- _Testo scelto_:
· · ·

Da un giornale che fa le pulci alla preparazione degli insegnanti, trovo le seguenti perle:
; - Mi hanno detto che, se mi risposerei, mi licenziano;
- E adesso uscite i quaderni;
- Passeggiando è più comodo il gelato accono;
- Sciaquone;
- Il sussidiario parla di prova del nove; che cos’è mai? (docente di matematica di ruolo).
E via discorrendo.
Di mio, aggiungo (perché letti per dovere d’ufficio):
- “bibbliotecaria”, scritto cinque volte a mano sulla domanda d’incarico da una laureata in lettere;
- “Con riserva di ogni deteriore azione”, scritto in un ricorso da un ricorrente delle secondarie in servizio;
- “Tiberio, Lucignolo, Claudio, Nerone”, elenco dei quattro imperatori succeduti ad Augusto, dettato ai ragazzi perché facessero ricerche a casa. Al consiglio del dirigente di non proporre Lucignolo (che non è un imperatore, precisò il dirigente) come trabocchetto agli alunni, la risposta fu: <“No? Eppure lo sentii nominare...”.
Da questo tipo di florilegio, un profluvio di contestazioni alla scuola (una insegnante scrisse anche “squola”) per l’evidente incapacità didattica in particolare ed evidente impreparazione culturale in generale. La conclusione del giornale era: è colpa della scuola.
Ma è proprio così?
Intanto, i docenti asini sono pochi, a fronte della maggioranza che ci mette l’animo ed un’elevata preparazione, culturale e morale, nell’impegno quotidiano. Purtroppo, però, i pochi stanno crescendo. Qualcuno è responsabile di tale crescita e dovrebbe vergognarsi, ma non la scuola e nemmeno il docente asino, che offre ciò che gli fu insegnato.

· · ·

- _Estratto dei dati_:

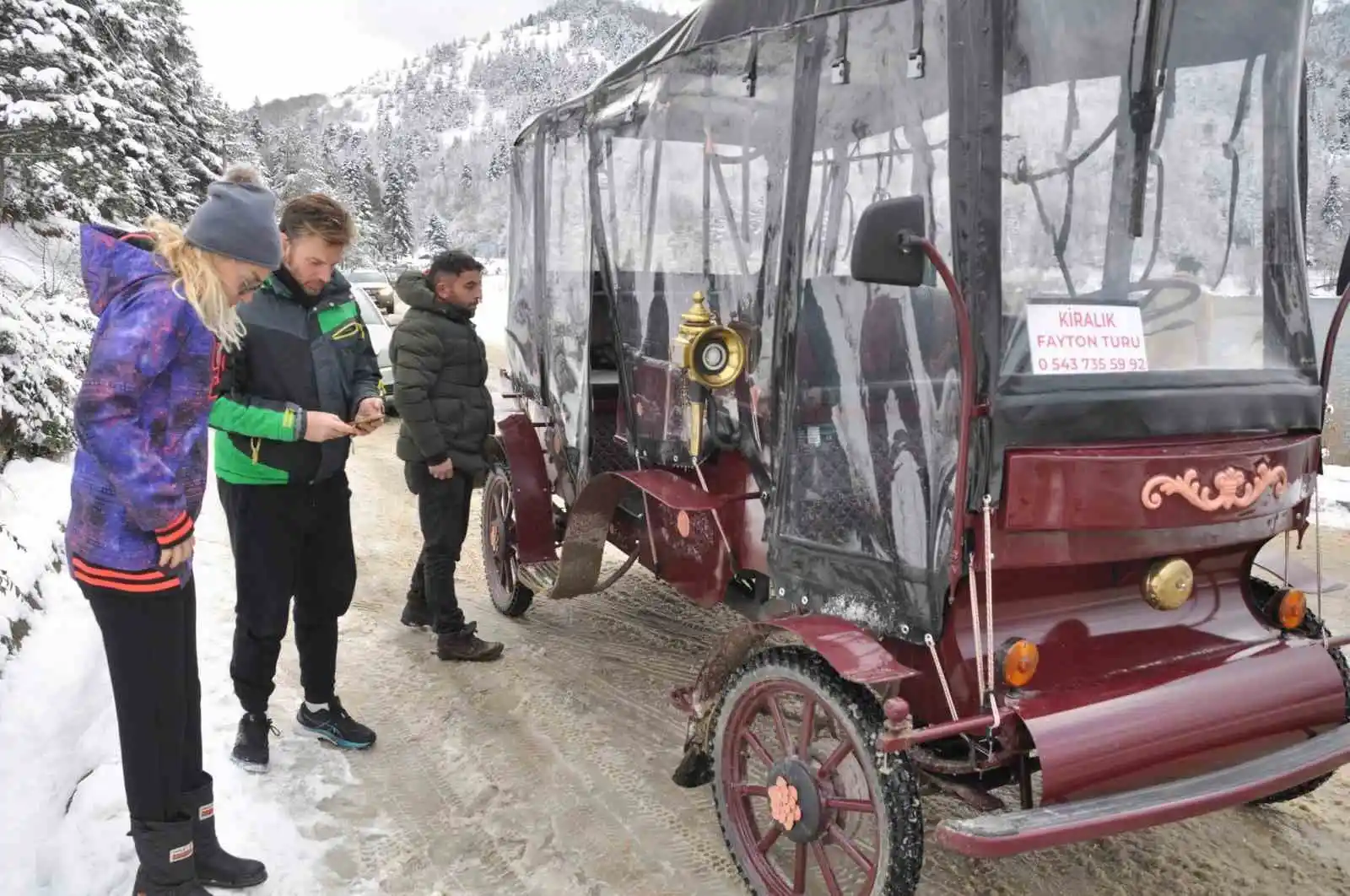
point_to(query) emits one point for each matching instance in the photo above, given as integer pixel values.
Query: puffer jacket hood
(416, 292)
(114, 262)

· · ·

- _Cosa fare_:
A. Ricopia parola per parola il passo del testo sugli insegnanti impreparati che va da "Da un giornale" a "E via discorrendo.".
B. Nel testo sugli insegnanti impreparati, a quale conclusione arrivava il giornale?
C. Scrivi il seguito del testo sugli insegnanti impreparati, partendo subito dopo la sua ultima frase.

- _Risposte in ordine_:
A.
Da un giornale che fa le pulci alla preparazione degli insegnanti, trovo le seguenti perle:
; - Mi hanno detto che, se mi risposerei, mi licenziano;
- E adesso uscite i quaderni;
- Passeggiando è più comodo il gelato accono;
- Sciaquone;
- Il sussidiario parla di prova del nove; che cos’è mai? (docente di matematica di ruolo).
E via discorrendo.

B. Che è colpa della scuola.

C.
Vediamo le origini.
1) Giustamente, il giornale non riporta i nomi degli insegnanti da cui ricavò le frasi, ma avrebbe potuto almeno citare l’Università che rilasciò la laurea o, quando il caso, l’Istituto secondario che rilasciò il diploma. Questi sono gli organismi che devono vergognarsi.
2) I sindacati sono sempre orgogliosi ogniqualvolta riescono ad ottenere una immissione in servizio ope legis, senza concorso con scritti ed orali, basandosi molto sul servizio precario, comunque ottenuto, spesso casualmente, per necessità urgenti della scuola.
Chi si preoccupa per la scuola si vergognerebbe di cose del genere; i sindacati no.
Porto una nota personale. Prestai servizio di ruolo (allora era così definito) in due ministeri diversi, sempre a seguito di vincita di concorso per soli esami, con tre scritti e conseguenti orali, senza valutazione di titoli, di nessun genere. Quando si farà così anche per la scuola, sarà un gran giorno.
3) Il mondo politico che, pur di non alienarsi i sindacati, s’inchina alle richieste di leggi, necessarie per sopperire stabilmente alla carenza di docenti, ma incuranti di vagliarne appieno la preparazione, la capacità e la correttezza civica. E non si vergogna.
4) Quell’alto organismo giudiziario che praticamente impose, con sentenza, l’inclusione a pettine. Che cos’è? Spieghiamolo. Le graduatorie, le valutazioni dei titoli, financo i concorsi erano a base provinciale. Alla fine, l’inclusione in una graduatoria era valida per quella Provincia e basta, come, ad esempio, il concorso per Tecnico Comunale è valido per quel Comune e basta. Ma le Province hanno commissioni diverse e – soprattutto – criteri di valutazione diversi: c’è chi dà il voto secondo l’accertata preparazione e chi largheggia dando bei voti a tutti “per offrir loro la possibilità di un lavoro”, disse anni fa un certo organismo. Chi era iscritto in una Provincia poteva far domanda anche per altre Province, venendo correttamente aggiunto in coda alla graduatoria. Successe spesso, nei miei plurimi decenni di servizio, che parecchie graduatorie si esaurissero, dando adito all’assunzione degli accodati.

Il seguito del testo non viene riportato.